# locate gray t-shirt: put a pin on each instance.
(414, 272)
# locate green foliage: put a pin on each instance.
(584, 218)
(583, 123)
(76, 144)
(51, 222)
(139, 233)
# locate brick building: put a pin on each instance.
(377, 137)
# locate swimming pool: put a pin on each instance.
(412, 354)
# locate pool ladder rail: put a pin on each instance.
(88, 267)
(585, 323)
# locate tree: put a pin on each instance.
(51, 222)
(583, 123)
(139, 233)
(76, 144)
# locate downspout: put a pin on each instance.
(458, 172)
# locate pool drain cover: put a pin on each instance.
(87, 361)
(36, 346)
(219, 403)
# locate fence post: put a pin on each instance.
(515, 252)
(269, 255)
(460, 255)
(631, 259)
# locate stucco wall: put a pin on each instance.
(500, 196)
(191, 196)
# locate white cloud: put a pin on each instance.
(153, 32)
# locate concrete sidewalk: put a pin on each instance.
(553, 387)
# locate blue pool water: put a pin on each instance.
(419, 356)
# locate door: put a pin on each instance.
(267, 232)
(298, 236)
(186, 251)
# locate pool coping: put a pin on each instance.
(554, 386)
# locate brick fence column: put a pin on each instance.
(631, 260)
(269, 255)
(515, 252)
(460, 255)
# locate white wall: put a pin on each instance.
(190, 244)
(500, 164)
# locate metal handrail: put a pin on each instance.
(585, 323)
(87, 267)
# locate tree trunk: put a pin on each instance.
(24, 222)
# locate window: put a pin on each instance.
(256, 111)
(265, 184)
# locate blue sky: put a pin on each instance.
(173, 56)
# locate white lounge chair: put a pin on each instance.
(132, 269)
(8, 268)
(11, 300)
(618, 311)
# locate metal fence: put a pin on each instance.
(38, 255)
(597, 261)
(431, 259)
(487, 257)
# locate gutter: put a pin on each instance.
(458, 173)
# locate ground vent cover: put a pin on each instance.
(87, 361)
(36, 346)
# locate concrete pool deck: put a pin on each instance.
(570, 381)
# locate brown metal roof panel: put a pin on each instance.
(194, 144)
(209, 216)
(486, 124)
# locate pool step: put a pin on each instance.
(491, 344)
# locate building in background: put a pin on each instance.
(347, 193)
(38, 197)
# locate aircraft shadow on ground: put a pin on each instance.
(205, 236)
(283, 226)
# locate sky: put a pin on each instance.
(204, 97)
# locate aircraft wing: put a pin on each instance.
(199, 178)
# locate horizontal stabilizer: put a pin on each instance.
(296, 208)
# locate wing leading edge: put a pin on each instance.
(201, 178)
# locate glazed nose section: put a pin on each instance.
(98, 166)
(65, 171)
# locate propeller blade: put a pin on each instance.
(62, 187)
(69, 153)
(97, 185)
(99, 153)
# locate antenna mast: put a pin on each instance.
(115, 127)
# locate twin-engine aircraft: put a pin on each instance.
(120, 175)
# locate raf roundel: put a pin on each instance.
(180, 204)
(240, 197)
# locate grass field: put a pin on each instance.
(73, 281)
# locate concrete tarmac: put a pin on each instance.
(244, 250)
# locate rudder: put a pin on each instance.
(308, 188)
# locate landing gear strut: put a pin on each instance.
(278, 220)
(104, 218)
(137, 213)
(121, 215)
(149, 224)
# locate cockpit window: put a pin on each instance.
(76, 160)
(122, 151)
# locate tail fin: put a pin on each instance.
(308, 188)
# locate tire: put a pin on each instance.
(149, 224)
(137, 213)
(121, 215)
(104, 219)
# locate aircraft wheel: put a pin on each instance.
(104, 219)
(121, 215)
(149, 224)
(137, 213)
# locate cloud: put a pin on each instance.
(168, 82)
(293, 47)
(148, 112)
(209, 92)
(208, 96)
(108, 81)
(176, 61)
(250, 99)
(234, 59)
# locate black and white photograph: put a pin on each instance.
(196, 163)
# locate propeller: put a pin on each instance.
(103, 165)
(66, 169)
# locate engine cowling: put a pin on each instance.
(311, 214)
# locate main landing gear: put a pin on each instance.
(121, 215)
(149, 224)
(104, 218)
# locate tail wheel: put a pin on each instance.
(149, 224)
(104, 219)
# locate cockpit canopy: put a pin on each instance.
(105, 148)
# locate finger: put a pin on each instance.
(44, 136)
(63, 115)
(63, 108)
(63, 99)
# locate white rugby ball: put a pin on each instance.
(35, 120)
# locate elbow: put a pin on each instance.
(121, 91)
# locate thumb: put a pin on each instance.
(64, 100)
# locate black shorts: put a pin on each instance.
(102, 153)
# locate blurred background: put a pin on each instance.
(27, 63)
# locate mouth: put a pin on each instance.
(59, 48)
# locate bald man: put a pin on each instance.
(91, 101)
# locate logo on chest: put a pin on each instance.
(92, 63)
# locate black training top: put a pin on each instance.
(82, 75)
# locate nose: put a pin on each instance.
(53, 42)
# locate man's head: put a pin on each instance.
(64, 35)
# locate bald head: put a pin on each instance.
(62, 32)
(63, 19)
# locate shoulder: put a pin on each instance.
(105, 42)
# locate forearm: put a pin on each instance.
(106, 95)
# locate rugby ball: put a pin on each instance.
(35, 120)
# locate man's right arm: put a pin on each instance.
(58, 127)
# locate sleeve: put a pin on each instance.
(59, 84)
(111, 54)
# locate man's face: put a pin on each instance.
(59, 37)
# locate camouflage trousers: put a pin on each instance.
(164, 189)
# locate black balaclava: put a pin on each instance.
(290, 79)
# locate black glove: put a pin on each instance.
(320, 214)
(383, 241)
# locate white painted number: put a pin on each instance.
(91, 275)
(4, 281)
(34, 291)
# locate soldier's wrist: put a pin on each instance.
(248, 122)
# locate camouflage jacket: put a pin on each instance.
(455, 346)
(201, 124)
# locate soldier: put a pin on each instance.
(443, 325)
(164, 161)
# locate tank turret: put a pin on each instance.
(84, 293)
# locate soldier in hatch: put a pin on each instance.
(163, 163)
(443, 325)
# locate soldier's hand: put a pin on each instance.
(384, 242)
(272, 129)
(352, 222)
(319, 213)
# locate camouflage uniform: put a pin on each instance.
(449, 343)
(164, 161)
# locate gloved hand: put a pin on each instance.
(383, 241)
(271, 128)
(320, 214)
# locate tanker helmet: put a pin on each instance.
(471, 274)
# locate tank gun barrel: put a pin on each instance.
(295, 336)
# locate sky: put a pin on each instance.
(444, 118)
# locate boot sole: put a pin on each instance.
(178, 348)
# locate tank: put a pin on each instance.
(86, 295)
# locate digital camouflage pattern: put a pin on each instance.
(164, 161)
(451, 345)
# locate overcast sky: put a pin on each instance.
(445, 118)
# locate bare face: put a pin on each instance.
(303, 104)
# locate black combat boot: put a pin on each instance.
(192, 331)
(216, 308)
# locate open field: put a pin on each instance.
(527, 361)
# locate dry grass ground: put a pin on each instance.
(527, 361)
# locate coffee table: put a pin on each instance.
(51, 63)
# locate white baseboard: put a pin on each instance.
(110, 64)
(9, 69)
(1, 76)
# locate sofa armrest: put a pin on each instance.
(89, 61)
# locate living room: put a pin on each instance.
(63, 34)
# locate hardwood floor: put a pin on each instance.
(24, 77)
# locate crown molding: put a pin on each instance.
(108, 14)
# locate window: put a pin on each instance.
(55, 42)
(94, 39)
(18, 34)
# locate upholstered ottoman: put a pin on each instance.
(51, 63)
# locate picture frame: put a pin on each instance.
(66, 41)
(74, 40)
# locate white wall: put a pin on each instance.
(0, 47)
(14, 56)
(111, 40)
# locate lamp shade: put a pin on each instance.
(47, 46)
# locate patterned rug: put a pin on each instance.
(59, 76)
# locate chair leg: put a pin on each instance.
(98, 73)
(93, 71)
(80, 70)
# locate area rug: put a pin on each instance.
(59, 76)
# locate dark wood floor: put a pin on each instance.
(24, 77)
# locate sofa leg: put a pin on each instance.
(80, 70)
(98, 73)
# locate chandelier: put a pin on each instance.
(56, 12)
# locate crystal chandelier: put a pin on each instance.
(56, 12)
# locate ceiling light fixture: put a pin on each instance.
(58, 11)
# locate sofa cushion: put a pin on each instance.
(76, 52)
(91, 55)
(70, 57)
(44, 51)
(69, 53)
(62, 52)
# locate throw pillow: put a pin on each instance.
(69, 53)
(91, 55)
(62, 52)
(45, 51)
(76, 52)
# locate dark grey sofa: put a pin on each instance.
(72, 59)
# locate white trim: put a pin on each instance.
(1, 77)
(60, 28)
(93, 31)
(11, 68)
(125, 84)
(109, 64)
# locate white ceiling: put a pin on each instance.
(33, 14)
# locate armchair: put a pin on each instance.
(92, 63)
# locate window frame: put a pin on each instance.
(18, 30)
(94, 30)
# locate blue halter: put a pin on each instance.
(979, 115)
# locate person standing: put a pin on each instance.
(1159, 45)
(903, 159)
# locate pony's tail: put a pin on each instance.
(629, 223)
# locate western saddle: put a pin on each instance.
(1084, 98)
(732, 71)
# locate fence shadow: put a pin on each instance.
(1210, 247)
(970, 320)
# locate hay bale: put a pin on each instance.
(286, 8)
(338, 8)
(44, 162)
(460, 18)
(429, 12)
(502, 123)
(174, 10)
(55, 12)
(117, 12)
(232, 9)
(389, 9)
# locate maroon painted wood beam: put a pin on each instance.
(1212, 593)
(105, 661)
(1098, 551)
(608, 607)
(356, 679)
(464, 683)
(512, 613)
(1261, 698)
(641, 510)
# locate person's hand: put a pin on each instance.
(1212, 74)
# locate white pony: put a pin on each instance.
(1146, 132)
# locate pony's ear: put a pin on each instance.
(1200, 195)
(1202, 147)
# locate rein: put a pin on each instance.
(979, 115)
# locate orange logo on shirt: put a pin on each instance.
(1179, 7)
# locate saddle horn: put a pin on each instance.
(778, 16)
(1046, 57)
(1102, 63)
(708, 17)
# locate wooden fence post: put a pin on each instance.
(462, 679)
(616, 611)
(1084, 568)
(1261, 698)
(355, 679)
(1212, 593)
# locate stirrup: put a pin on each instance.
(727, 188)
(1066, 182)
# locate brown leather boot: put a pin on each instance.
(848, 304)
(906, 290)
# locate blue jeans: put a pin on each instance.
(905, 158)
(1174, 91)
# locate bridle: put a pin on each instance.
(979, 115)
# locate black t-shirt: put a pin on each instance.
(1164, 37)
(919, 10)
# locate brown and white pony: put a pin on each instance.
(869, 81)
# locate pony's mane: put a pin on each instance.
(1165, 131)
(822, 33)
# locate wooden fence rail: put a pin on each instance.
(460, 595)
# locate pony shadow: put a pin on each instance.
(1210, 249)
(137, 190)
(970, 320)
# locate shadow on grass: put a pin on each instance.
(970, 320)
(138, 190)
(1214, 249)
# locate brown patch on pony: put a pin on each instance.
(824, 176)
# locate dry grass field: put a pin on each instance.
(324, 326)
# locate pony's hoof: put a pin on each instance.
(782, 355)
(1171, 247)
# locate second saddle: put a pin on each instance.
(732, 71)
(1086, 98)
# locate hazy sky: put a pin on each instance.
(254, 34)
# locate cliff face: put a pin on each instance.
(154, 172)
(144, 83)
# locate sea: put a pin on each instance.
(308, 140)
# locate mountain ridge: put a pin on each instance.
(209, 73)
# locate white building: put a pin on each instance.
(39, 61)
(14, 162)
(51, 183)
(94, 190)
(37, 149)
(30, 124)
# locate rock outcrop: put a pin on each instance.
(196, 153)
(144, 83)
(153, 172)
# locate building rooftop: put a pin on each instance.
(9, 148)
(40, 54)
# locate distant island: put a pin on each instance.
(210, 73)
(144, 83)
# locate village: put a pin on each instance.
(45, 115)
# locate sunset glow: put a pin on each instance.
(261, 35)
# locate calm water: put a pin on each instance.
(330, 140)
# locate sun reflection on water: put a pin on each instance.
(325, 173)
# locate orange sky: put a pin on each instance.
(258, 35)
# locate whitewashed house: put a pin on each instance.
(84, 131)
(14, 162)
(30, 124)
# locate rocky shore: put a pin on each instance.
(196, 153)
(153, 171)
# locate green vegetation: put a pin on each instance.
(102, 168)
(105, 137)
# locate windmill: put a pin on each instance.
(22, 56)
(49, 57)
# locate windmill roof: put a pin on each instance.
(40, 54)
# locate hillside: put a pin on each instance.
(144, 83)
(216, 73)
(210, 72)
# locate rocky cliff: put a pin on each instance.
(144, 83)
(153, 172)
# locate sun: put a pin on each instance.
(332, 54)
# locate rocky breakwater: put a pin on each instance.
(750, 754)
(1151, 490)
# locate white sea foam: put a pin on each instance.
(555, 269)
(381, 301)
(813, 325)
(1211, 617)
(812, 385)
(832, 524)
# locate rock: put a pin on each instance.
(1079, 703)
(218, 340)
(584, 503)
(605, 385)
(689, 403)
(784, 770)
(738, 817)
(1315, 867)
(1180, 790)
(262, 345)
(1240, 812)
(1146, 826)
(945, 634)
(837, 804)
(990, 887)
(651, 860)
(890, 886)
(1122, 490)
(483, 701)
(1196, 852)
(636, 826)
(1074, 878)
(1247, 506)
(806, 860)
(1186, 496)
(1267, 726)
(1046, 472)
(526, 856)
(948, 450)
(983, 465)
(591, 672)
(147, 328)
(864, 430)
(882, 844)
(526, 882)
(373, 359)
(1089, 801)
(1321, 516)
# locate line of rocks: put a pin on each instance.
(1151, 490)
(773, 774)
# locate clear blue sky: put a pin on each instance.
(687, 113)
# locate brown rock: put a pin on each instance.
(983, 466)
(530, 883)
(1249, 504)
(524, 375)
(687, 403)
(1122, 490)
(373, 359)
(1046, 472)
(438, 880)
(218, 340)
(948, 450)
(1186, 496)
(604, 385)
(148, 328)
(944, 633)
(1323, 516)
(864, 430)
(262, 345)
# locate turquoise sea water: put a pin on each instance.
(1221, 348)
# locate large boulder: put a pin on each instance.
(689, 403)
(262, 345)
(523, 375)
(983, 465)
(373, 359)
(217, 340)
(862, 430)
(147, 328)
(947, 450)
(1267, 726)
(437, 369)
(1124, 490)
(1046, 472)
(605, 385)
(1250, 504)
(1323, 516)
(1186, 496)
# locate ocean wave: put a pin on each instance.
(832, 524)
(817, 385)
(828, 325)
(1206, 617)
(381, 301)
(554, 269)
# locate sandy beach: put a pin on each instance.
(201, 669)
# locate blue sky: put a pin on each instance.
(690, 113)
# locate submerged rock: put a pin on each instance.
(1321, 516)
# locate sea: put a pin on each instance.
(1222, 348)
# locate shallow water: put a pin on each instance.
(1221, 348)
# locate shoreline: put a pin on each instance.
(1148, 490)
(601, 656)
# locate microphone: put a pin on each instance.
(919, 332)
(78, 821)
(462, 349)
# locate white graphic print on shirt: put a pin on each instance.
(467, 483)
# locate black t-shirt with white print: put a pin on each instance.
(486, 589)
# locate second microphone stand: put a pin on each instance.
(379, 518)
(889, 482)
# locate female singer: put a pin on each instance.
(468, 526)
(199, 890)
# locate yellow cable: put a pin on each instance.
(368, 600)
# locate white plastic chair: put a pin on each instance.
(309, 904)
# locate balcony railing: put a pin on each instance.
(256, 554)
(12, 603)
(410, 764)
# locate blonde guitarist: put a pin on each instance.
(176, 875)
.....
Requirement
What needs duplicating is the run of lines from the one containing "# locate shallow" through the last line of the entries above, exact and complete.

Final answer
# locate shallow water: put a pin on each instance.
(1221, 348)
# locate shoreline: put a pin on each instance.
(1148, 490)
(601, 656)
# locate microphone: put a pin on each instance.
(919, 332)
(78, 821)
(462, 349)
# locate white graphic print on shirt: put a pin on each instance.
(467, 483)
# locate black t-shirt with white print: put a pin on each instance.
(486, 589)
# locate second microphone stand: put a pin on each instance.
(379, 518)
(889, 482)
# locate female singer: put a pin on each instance.
(468, 526)
(199, 890)
# locate yellow cable: put a pin on each instance.
(368, 600)
# locate white plastic chair: put a pin on each instance.
(309, 904)
# locate balcony railing: put a pin on each instance.
(256, 554)
(12, 603)
(410, 764)
# locate blonde guitarist: put a pin on each instance.
(176, 875)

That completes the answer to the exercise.